▸ **Data provided**:
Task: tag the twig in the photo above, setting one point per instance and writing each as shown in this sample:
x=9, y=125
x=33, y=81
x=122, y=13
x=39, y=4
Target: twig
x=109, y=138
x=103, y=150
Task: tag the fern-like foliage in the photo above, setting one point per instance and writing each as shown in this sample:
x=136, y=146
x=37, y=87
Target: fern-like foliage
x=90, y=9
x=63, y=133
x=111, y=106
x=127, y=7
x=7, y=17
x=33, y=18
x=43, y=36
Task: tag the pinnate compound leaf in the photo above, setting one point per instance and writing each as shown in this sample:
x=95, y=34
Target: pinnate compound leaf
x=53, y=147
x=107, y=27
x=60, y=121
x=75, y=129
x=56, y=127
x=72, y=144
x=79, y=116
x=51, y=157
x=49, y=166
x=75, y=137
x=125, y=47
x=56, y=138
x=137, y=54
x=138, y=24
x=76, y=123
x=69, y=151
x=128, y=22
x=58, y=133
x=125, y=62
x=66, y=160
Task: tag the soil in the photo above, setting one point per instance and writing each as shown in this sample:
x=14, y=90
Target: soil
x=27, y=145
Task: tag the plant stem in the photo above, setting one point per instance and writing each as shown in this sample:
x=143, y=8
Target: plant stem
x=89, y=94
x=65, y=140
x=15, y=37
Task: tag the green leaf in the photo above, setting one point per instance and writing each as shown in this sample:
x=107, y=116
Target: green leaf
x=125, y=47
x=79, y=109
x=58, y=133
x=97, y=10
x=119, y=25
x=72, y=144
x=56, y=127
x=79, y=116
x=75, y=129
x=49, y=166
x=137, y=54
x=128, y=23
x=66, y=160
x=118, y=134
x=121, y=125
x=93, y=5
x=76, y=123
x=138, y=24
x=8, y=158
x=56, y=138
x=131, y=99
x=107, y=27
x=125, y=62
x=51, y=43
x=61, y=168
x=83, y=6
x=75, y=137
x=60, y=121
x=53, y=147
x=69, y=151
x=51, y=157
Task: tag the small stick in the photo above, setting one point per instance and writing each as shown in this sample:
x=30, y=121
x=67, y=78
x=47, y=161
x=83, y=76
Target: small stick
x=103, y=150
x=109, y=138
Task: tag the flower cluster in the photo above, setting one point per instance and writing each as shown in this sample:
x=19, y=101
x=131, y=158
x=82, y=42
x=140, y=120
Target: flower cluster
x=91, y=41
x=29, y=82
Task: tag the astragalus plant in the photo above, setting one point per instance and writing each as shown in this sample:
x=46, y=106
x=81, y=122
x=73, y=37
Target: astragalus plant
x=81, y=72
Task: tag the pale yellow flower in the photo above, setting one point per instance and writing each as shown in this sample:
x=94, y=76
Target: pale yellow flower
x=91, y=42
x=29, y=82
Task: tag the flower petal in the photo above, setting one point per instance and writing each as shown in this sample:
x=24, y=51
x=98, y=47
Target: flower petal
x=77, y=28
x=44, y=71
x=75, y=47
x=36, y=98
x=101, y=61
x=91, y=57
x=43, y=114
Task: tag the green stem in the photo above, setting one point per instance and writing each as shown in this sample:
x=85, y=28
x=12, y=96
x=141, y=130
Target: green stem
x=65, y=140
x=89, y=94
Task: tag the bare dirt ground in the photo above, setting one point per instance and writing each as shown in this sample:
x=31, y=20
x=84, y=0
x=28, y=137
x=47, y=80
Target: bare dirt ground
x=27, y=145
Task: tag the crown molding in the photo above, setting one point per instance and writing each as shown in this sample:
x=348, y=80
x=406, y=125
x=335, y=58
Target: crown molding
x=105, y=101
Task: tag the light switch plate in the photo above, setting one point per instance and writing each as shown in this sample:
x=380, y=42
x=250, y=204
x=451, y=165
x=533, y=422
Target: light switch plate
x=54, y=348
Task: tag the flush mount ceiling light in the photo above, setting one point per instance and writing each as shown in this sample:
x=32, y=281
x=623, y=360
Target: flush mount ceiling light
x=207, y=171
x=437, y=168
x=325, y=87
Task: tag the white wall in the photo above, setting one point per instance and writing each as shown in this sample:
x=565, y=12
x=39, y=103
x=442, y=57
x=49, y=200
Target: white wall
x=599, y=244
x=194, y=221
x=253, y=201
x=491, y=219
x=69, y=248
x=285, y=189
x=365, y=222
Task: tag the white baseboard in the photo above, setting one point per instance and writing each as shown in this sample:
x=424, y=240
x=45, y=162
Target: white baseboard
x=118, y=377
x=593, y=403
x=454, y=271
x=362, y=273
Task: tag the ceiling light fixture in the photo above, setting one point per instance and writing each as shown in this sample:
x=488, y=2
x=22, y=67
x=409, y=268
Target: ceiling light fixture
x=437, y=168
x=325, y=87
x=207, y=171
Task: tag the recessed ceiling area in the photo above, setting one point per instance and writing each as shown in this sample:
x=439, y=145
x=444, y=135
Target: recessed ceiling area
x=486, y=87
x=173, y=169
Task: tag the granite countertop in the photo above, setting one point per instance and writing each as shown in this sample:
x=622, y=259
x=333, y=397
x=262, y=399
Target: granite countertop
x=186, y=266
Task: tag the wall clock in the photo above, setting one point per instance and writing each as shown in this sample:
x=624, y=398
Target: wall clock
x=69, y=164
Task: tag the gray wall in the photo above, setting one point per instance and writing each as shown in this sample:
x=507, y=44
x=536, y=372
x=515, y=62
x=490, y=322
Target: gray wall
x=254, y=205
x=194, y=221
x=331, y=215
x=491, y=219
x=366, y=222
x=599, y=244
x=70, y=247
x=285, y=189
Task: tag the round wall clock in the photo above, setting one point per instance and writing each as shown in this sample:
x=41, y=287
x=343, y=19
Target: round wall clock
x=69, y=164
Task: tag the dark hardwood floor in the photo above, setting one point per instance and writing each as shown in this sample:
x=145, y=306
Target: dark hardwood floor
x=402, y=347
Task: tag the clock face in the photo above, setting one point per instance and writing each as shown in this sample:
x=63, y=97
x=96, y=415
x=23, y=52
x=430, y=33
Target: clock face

▸ **Exercise prompt**: The answer should consist only of the lines from the one containing "x=444, y=135" through the last line of the data, given again exactly.

▸ **Task output**:
x=444, y=135
Target: recessed ceiling area
x=486, y=87
x=173, y=169
Task: tag the granite countertop in the photo above, setting one point per instance and writing each as shown in this sample:
x=622, y=259
x=333, y=397
x=262, y=399
Target: granite countertop
x=186, y=266
Task: tag the wall clock in the photo above, setting one point per instance and writing each as shown in this sample:
x=624, y=398
Target: wall clock
x=69, y=164
Task: tag the gray wall in the photo above, setting one point per instance and writing each as shown in this sample:
x=507, y=44
x=536, y=372
x=515, y=62
x=490, y=322
Target: gray wall
x=254, y=205
x=194, y=221
x=331, y=215
x=491, y=219
x=366, y=222
x=599, y=244
x=70, y=247
x=285, y=189
Task: tag the round wall clock in the photo above, setting one point per instance and writing each as shown in this sample:
x=41, y=287
x=343, y=19
Target: round wall clock
x=69, y=164
Task: tag the dark hardwood floor in the photo above, setting one point per instance and writing each as shown in this sample:
x=145, y=306
Target: dark hardwood floor
x=402, y=347
Task: tag the clock face in the photo above, setting one point per instance and writing each as shown in this sample:
x=63, y=97
x=96, y=415
x=23, y=52
x=430, y=33
Target: clock face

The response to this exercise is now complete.